*Objective*. Pick out and copy every line in the records below that contains the word "dark".

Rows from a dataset
+--

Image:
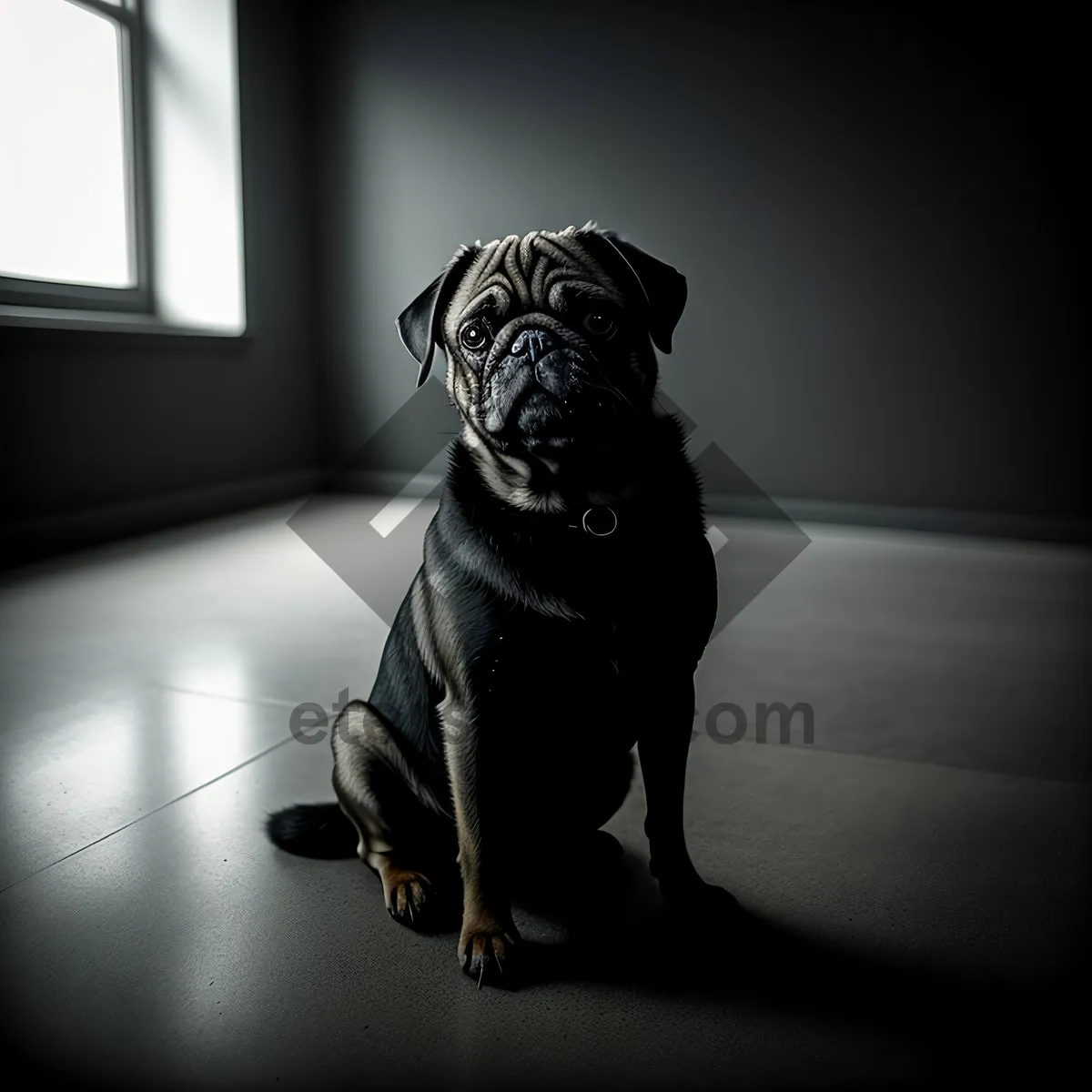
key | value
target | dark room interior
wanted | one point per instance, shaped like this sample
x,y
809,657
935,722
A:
x,y
217,473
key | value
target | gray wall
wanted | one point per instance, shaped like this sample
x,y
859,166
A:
x,y
128,420
873,205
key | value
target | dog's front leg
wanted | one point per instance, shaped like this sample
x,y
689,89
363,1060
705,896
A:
x,y
489,934
663,747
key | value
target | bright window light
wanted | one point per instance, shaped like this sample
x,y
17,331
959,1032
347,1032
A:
x,y
65,169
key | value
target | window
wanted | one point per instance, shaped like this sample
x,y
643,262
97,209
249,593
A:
x,y
74,206
120,173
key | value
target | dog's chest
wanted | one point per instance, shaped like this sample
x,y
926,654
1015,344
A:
x,y
547,672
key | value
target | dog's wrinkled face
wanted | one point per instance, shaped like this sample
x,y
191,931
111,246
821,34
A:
x,y
544,349
549,339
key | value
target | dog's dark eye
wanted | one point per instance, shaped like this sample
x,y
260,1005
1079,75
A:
x,y
474,336
599,323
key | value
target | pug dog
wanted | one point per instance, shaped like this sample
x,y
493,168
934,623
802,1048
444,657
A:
x,y
566,595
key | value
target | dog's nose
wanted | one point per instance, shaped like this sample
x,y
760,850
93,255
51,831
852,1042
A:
x,y
533,344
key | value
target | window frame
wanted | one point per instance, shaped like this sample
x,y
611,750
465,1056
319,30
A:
x,y
132,54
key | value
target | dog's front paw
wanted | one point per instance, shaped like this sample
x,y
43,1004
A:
x,y
485,953
408,895
699,904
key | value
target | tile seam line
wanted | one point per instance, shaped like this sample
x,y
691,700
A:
x,y
132,823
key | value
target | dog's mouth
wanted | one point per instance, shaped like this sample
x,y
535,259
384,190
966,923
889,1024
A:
x,y
549,405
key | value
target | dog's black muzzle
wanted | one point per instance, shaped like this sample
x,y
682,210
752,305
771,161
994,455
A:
x,y
534,393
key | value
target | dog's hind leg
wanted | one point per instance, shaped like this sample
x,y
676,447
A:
x,y
402,834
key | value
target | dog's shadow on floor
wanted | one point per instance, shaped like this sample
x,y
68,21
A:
x,y
611,931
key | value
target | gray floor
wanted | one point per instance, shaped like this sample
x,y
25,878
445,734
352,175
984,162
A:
x,y
916,875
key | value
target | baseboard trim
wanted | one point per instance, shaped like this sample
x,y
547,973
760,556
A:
x,y
898,518
35,540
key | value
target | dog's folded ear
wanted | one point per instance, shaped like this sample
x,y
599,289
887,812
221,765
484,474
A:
x,y
662,287
420,325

+--

*Exercise answer*.
target | dark room interior
target | dog's dark eye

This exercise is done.